**Exercise requirements**: Render the records below as a Markdown table with two columns, Row and Line: number each non-blank line and put its text in Line, leaving out blank lines.

--- start of Exercise data ---

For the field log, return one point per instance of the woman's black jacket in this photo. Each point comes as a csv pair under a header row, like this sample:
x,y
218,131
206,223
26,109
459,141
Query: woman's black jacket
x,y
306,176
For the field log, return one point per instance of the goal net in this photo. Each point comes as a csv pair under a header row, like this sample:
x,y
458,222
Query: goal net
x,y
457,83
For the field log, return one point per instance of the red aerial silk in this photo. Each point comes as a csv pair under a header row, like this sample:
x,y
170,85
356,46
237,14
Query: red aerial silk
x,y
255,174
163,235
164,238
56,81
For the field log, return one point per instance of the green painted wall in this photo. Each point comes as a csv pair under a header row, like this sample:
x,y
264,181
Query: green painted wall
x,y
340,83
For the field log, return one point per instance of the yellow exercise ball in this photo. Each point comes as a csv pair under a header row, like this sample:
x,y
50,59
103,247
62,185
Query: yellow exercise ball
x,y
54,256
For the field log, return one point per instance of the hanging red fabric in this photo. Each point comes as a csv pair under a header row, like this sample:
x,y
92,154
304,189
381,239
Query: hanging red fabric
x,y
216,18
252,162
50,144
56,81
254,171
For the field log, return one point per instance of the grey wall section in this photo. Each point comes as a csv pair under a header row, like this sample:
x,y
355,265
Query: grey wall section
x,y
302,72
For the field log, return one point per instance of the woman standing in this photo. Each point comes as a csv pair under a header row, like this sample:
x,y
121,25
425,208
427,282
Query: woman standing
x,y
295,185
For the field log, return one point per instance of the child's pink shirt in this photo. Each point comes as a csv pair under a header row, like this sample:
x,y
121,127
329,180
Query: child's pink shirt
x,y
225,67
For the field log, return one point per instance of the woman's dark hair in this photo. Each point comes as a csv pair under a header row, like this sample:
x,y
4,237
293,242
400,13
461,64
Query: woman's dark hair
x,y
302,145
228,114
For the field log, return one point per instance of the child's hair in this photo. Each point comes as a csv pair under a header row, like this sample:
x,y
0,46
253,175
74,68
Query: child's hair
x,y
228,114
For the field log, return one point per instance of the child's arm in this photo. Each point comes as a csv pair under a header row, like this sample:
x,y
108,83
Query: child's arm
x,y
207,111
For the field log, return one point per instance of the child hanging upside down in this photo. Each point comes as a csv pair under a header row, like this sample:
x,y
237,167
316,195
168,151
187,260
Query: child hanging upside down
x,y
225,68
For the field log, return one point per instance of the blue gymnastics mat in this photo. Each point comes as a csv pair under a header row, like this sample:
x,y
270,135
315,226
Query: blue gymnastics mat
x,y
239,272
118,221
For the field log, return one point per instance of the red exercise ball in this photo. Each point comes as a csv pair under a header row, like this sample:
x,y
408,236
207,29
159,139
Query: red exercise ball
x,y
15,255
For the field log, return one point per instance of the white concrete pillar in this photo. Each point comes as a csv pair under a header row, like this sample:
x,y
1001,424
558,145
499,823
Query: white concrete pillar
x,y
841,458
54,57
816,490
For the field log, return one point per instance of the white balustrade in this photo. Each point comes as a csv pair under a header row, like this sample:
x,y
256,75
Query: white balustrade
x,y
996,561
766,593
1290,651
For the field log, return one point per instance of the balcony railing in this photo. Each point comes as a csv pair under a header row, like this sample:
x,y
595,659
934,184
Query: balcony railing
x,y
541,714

--- end of Exercise data ---

**Completed exercise**:
| Row | Line |
|---|---|
| 1 | For the field log, return one point per instance of the woman's black jacket in this photo. Each point comes as a csv pair under a header row, like this sample: |
| 2 | x,y |
| 3 | 218,131 |
| 4 | 206,223 |
| 5 | 26,109 |
| 6 | 459,141 |
| 7 | Query: woman's black jacket |
| 8 | x,y |
| 9 | 306,176 |
| 10 | For the field log, return one point per instance of the goal net in this photo. Each point comes as a csv pair under a header row, like this sample: |
| 11 | x,y |
| 12 | 458,222 |
| 13 | Query: goal net |
| 14 | x,y |
| 15 | 457,83 |
| 16 | For the field log, return one point per instance of the red aerial silk in this photo. Each point comes as a csv pair under a header row, like this sample: |
| 17 | x,y |
| 18 | 170,85 |
| 19 | 356,46 |
| 20 | 237,14 |
| 21 | Query: red aerial silk |
| 22 | x,y |
| 23 | 255,174 |
| 24 | 163,235 |
| 25 | 164,238 |
| 26 | 56,81 |
| 27 | For the field log, return one point per instance of the green painted wall in this photo. Each point comes as a csv pair under a header row, like this sample: |
| 28 | x,y |
| 29 | 264,181 |
| 30 | Query: green painted wall |
| 31 | x,y |
| 32 | 340,83 |
| 33 | For the field log, return one point per instance of the yellow exercise ball in this photo. Each point comes as a csv pair under a header row, like this sample: |
| 34 | x,y |
| 35 | 50,59 |
| 36 | 103,247 |
| 37 | 62,185 |
| 38 | Query: yellow exercise ball |
| 39 | x,y |
| 40 | 54,256 |
| 41 | For the field log, return one point per instance of the hanging red fabric in this photo. Each point comes as a csv pair under a header row, like this sample: |
| 42 | x,y |
| 43 | 92,154 |
| 44 | 304,189 |
| 45 | 381,239 |
| 46 | Query: hanging red fabric |
| 47 | x,y |
| 48 | 216,18 |
| 49 | 252,162 |
| 50 | 50,144 |
| 51 | 56,81 |
| 52 | 254,171 |
| 53 | For the field log, return one point per instance of the grey wall section in this photo. Each point comes as a csv pair under a header row, like this sample: |
| 54 | x,y |
| 55 | 355,265 |
| 56 | Query: grey wall section |
| 57 | x,y |
| 58 | 302,72 |
| 59 | For the field log, return one point per instance of the woman standing in this photo. Each point comes as a csv pair under a header row, like this sample: |
| 60 | x,y |
| 61 | 121,25 |
| 62 | 425,208 |
| 63 | 427,282 |
| 64 | Query: woman standing |
| 65 | x,y |
| 66 | 295,185 |
| 67 | For the field log, return one point per instance of the child's pink shirt in this photo. Each point comes as a csv pair under a header row, like this sample: |
| 68 | x,y |
| 69 | 121,127 |
| 70 | 329,180 |
| 71 | Query: child's pink shirt |
| 72 | x,y |
| 73 | 225,67 |
| 74 | For the field log, return one point per instance of the woman's dark hair in this photo. Each point comes as a csv pair under a header row, like this sample: |
| 75 | x,y |
| 76 | 4,237 |
| 77 | 293,242 |
| 78 | 400,13 |
| 79 | 461,64 |
| 80 | Query: woman's dark hair |
| 81 | x,y |
| 82 | 302,145 |
| 83 | 228,114 |
| 84 | For the field log, return one point per instance of the child's hair in this photo. Each point comes as a csv pair under a header row, like this sample: |
| 85 | x,y |
| 86 | 0,46 |
| 87 | 253,175 |
| 88 | 74,68 |
| 89 | Query: child's hair |
| 90 | x,y |
| 91 | 228,114 |
| 92 | For the field log, return one point per instance of the child's arm in this photo. Each point comes as a csv pair under a header row, like this sample: |
| 93 | x,y |
| 94 | 108,83 |
| 95 | Query: child's arm |
| 96 | x,y |
| 97 | 207,111 |
| 98 | For the field log, return one point per instance of the child hanging upside down in this photo. Each point comes as a csv pair under a header row, like this sample: |
| 99 | x,y |
| 100 | 237,167 |
| 101 | 316,195 |
| 102 | 168,151 |
| 103 | 187,260 |
| 104 | Query: child hanging upside down |
| 105 | x,y |
| 106 | 225,68 |
| 107 | For the field log, return one point per instance of the blue gymnastics mat in this photo. Each point comes as a csv pair under a header row, like this sample: |
| 108 | x,y |
| 109 | 270,135 |
| 110 | 315,226 |
| 111 | Query: blue gymnastics mat |
| 112 | x,y |
| 113 | 239,272 |
| 114 | 118,221 |
| 115 | For the field log, return one point per instance of the red exercise ball in this photo. Each point comes as a csv pair under a header row, like this sample: |
| 116 | x,y |
| 117 | 408,236 |
| 118 | 207,29 |
| 119 | 159,139 |
| 120 | Query: red exercise ball |
| 121 | x,y |
| 122 | 15,255 |
| 123 | For the field log, return one point per instance of the white concrete pillar in this photo. Each point comes as a csv pair under a header row, like this sample: |
| 124 | x,y |
| 125 | 1001,424 |
| 126 | 558,145 |
| 127 | 499,823 |
| 128 | Query: white concrete pillar |
| 129 | x,y |
| 130 | 841,458 |
| 131 | 54,57 |
| 132 | 816,490 |
| 133 | For the field log, return one point per instance of the white balustrade in this photo. Each point comes as a csv pair under a header row, like this sample: |
| 134 | x,y |
| 135 | 256,75 |
| 136 | Query: white balustrade |
| 137 | x,y |
| 138 | 996,561 |
| 139 | 766,593 |
| 140 | 1290,651 |
| 141 | For the field log, return one point per instance of the balcony railing in this photo. Each point comes as a csv pair under a header row, like this sample: |
| 142 | x,y |
| 143 | 595,659 |
| 144 | 934,184 |
| 145 | Query: balcony railing |
| 146 | x,y |
| 147 | 541,714 |